■ ASSIGNMENT
In duplicating the lines below, keep every word unchanged and drop the pictures.

■ INFORMATION SUPPLIED

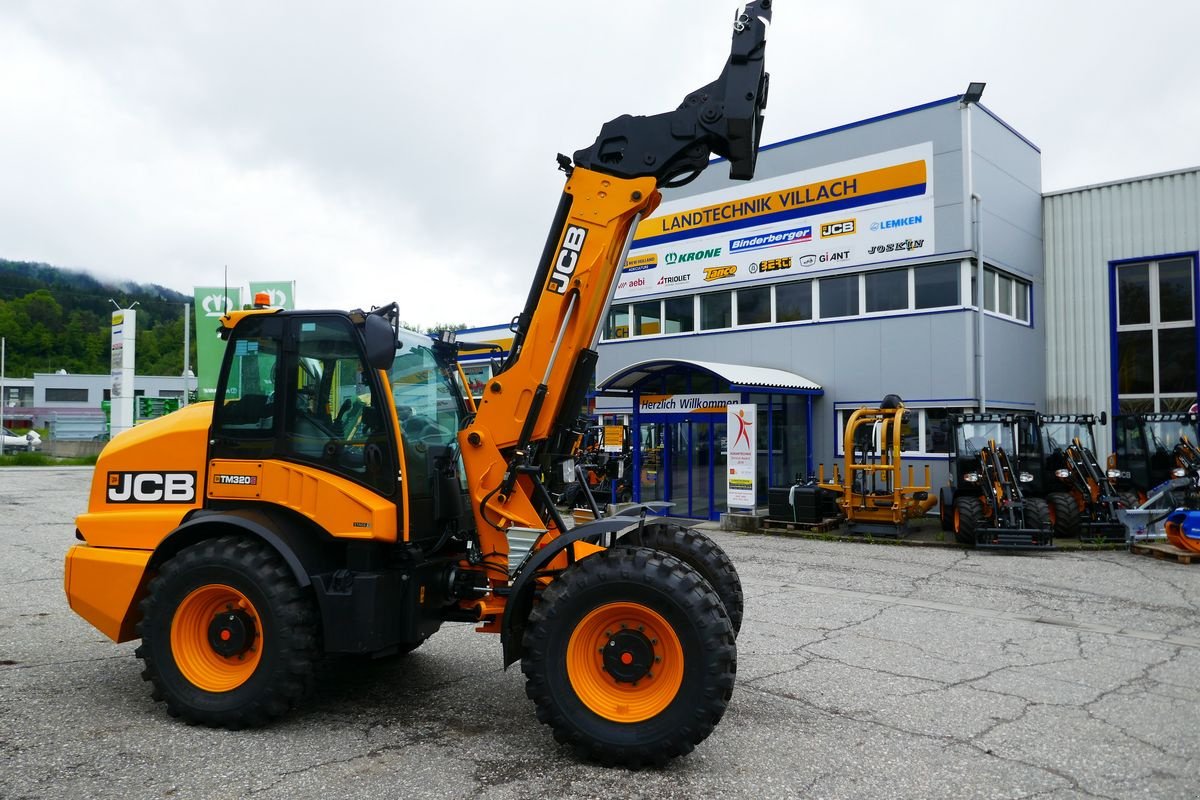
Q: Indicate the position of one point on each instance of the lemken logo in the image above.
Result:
(695, 256)
(151, 487)
(719, 272)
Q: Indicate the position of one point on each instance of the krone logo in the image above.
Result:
(718, 272)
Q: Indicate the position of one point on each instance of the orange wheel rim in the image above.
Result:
(624, 662)
(215, 638)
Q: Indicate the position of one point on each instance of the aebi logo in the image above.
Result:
(567, 259)
(151, 487)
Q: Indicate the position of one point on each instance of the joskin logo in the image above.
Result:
(695, 256)
(235, 480)
(772, 264)
(151, 487)
(839, 228)
(216, 305)
(568, 257)
(720, 272)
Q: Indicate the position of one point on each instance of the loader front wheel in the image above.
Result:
(630, 657)
(702, 554)
(228, 638)
(967, 519)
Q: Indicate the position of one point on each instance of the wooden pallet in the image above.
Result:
(822, 527)
(1165, 552)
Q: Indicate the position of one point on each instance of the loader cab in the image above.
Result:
(303, 388)
(1145, 446)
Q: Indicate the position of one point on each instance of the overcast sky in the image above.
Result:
(377, 151)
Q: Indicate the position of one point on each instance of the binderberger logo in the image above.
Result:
(151, 487)
(568, 258)
(719, 272)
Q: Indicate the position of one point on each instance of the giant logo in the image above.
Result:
(568, 257)
(695, 256)
(151, 487)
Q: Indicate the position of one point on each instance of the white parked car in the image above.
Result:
(18, 441)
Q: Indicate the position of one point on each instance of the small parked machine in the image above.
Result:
(987, 504)
(874, 494)
(1083, 494)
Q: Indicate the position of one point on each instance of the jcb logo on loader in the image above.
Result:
(569, 254)
(151, 487)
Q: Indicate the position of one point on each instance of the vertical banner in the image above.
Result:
(121, 368)
(743, 455)
(210, 304)
(282, 293)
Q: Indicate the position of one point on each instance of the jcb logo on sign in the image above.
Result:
(838, 228)
(151, 487)
(565, 260)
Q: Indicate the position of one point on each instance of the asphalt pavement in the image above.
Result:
(864, 671)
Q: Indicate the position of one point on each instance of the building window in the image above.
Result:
(66, 395)
(715, 311)
(839, 296)
(618, 323)
(936, 286)
(1156, 336)
(887, 290)
(1006, 295)
(793, 301)
(647, 318)
(679, 314)
(754, 306)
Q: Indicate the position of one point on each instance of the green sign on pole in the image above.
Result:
(210, 304)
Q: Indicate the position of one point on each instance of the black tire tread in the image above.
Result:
(701, 553)
(717, 653)
(1066, 515)
(298, 632)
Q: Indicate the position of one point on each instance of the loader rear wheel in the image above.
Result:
(967, 519)
(228, 638)
(706, 557)
(1065, 512)
(630, 657)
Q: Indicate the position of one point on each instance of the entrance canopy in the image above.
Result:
(739, 377)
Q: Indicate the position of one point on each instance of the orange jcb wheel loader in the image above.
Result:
(341, 494)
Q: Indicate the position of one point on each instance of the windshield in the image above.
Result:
(972, 437)
(1061, 434)
(426, 402)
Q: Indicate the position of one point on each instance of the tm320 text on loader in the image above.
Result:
(343, 495)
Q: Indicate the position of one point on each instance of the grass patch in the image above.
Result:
(39, 459)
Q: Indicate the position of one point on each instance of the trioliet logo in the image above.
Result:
(719, 272)
(151, 487)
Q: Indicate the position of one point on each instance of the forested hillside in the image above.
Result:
(59, 319)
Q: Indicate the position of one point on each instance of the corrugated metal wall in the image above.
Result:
(1084, 230)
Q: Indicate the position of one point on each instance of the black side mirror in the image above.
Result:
(381, 342)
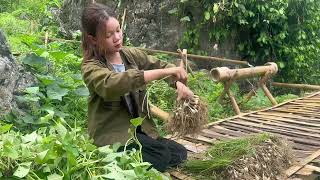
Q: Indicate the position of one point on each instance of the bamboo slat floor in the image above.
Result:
(297, 120)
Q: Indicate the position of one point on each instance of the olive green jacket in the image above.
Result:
(109, 120)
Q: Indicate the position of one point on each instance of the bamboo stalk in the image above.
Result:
(298, 86)
(208, 58)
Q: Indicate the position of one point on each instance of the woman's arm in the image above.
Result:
(177, 72)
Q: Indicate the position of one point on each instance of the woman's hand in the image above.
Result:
(183, 91)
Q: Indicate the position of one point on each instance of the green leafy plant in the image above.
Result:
(283, 31)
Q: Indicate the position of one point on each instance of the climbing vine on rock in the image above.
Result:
(284, 31)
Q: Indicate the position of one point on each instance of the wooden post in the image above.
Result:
(227, 76)
(266, 91)
(224, 73)
(233, 102)
(298, 86)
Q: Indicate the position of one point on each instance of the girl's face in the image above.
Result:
(111, 40)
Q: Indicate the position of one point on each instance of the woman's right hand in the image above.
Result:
(180, 74)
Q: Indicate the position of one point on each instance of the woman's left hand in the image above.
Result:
(183, 91)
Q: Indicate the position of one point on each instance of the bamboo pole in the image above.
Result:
(233, 102)
(298, 86)
(208, 58)
(224, 73)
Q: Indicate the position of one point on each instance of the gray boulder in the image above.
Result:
(13, 78)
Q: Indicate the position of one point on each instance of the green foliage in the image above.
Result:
(12, 25)
(284, 31)
(60, 152)
(224, 153)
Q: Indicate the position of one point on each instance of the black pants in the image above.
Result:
(162, 153)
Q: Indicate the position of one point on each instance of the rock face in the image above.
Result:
(13, 78)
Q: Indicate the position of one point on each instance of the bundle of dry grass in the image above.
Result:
(269, 161)
(261, 156)
(188, 118)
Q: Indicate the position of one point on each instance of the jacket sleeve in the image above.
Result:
(147, 62)
(108, 84)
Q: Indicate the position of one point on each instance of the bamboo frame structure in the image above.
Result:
(298, 86)
(228, 76)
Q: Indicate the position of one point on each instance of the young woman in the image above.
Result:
(116, 78)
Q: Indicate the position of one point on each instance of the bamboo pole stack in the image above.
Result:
(228, 76)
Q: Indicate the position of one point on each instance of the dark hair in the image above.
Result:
(93, 17)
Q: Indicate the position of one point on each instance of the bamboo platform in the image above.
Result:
(297, 120)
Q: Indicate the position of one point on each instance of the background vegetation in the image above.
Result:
(284, 31)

■ YOUR RESPONSE
Q: Indicate the position of one point on each instance of the lemken logo in the image above.
Result:
(695, 256)
(151, 487)
(719, 272)
Q: Indicate the position of one point on each instance of the krone logo in the image above.
Result:
(718, 272)
Q: Indicate the position of one point on each instance of the orange wheel rim in the image above.
Result:
(624, 662)
(215, 638)
Q: Indicate the position of one point on each instance of the aebi logo in the image above.
Result:
(567, 259)
(151, 487)
Q: Indicate the position of one point on each instance of the joskin logo in the image above.
Result:
(695, 256)
(235, 480)
(772, 264)
(151, 487)
(839, 228)
(216, 305)
(568, 257)
(720, 272)
Q: Indicate the position of one point on each instance of the loader front wheel in the image above.
Result:
(630, 657)
(702, 554)
(228, 638)
(967, 519)
Q: Indicate the position of one point on each instance of the wooden pallet in the image above.
Result:
(822, 527)
(1165, 552)
Q: Indicate the position of one point on each instance of the loader cab in the image above.
Result:
(303, 388)
(1145, 446)
Q: Indicate the position of one point on each instance of the overcast sky in the image above.
Result:
(377, 151)
Q: Indicate the position of one point on each instance of the binderberger logo in the image above.
Result:
(151, 487)
(568, 258)
(719, 272)
Q: Indicate the position of one point on each instance of the giant logo in the image above.
Result:
(568, 257)
(695, 256)
(151, 487)
Q: Indicate the position of one point on each instance of the white parked car in the image above.
Result:
(18, 441)
Q: Indicate the position of one point on each instance of the small parked machine in the image above.
Result:
(987, 504)
(874, 494)
(1083, 494)
Q: Indicate the position of one point on each instance of the jcb logo on loader in the image above.
Result:
(569, 254)
(151, 487)
Q: Indicate the position of one point on each instance of the vertical banner in the image above.
Result:
(121, 368)
(743, 455)
(210, 304)
(282, 293)
Q: Indicate the position of one point on each instance of the jcb logo on sign in the image above.
Result:
(838, 228)
(151, 487)
(565, 260)
Q: Indicate the position of one point on each instance of the asphalt pavement in the image above.
Result:
(864, 671)
Q: Indicate the position of one point on each instance of the building window in the image above.
Result:
(66, 395)
(715, 311)
(839, 296)
(618, 323)
(936, 286)
(1156, 336)
(887, 290)
(1006, 295)
(793, 301)
(647, 318)
(679, 314)
(754, 306)
Q: Indicate the position of one point on each instance of the green sign on pole in the image above.
Result:
(210, 304)
Q: Indicate the position of one point on each instance of the black tire tread in the image above.
Result:
(701, 553)
(717, 653)
(1066, 515)
(298, 632)
Q: Indicate the position of one point on each instance of the loader rear wheel in the image above.
Result:
(967, 519)
(228, 638)
(706, 557)
(1065, 512)
(630, 657)
Q: Indicate the position of one point on each instance of the entrance canopy in the image above.
Result:
(739, 377)
Q: Indicate the position of one point on each instance of the orange jcb wheel loader in the image above.
Result:
(341, 494)
Q: Indicate the position of one point on each instance of the windshield in the image above.
Result:
(972, 437)
(1061, 434)
(426, 402)
Q: Indicate the position of one point on each instance of the tm320 text on loader in the image above.
Result:
(343, 495)
Q: Indicate the position of one point on each instance of the grass patch in the image above.
Result:
(39, 459)
Q: Indicate the position of one point on each instance of the trioliet logo in the image above.
Result:
(719, 272)
(151, 487)
Q: Indicate the position of one point on each instance of the forested hillside in the image above.
Result:
(59, 319)
Q: Indicate the position of one point on each instance of the corrugated metal wall in the image above.
Result:
(1084, 230)
Q: Indicate the position of one point on each instance of the black side mirror in the image above.
Result:
(381, 342)
Q: Indicate the position of one point on each instance of the bamboo slat floor in the image above.
Result:
(297, 120)
Q: Indicate the position of one point on each instance of the olive green jacket in the image above.
Result:
(109, 120)
Q: Indicate the position of one point on each instance of the bamboo stalk in the image above.
Result:
(298, 86)
(208, 58)
Q: Indicate the position of one point on each instance of the woman's arm in the image above.
Result:
(177, 72)
Q: Indicate the position of one point on each instance of the woman's hand in the image above.
Result:
(183, 91)
Q: Indicate the position of one point on each instance of the green leafy plant in the image above.
Result:
(283, 31)
Q: Indicate the position of one point on each instance of the climbing vine on rock in the image above.
Result:
(284, 31)
Q: Indicate the position of one point on each instance of the wooden post in the image above.
Result:
(227, 76)
(266, 91)
(224, 73)
(233, 102)
(298, 86)
Q: Indicate the position of one point on each instance of the girl's face in the image above.
Result:
(111, 40)
Q: Indicate the position of one point on each instance of the woman's right hand in the image above.
Result:
(180, 74)
Q: Indicate the position of one point on each instance of the woman's left hand in the image above.
Result:
(183, 91)
Q: Indicate the position of one point on each instance of the bamboo pole in the image above.
Result:
(233, 102)
(298, 86)
(208, 58)
(224, 73)
Q: Indicate the position of one point on each instance of the gray boulder in the image above.
Result:
(13, 78)
Q: Indicate the position of one point on each instance of the green foliage in the image above.
Result:
(12, 25)
(284, 31)
(60, 152)
(224, 153)
Q: Indicate the position of one point on each instance of the black pants in the image above.
Result:
(162, 153)
Q: Indicate the position of one point on each instance of the rock face in the image above.
Result:
(13, 78)
Q: Indicate the position of one point on each instance of the bundle of dry grass in the image above.
Result:
(269, 161)
(261, 156)
(188, 118)
Q: Indicate the position of one point on each instance of the jacket sleeve in the image above.
Result:
(147, 62)
(108, 84)
Q: Indicate the position of one point on each instance of the bamboo frame structure in the image above.
Result:
(298, 86)
(228, 76)
Q: Indicate the position of one point on each instance of the young woman in the image above.
Result:
(116, 78)
Q: Indicate the position of one point on each instance of the bamboo pole stack in the image above.
Result:
(228, 76)
Q: Indicate the position of one point on each instance of the dark hair in the image above.
Result:
(93, 17)
Q: Indicate the position of one point on each instance of the bamboo platform in the image above.
Result:
(297, 120)
Q: Indicate the position of one point on each instance of the background vegetation in the image above.
Result:
(284, 31)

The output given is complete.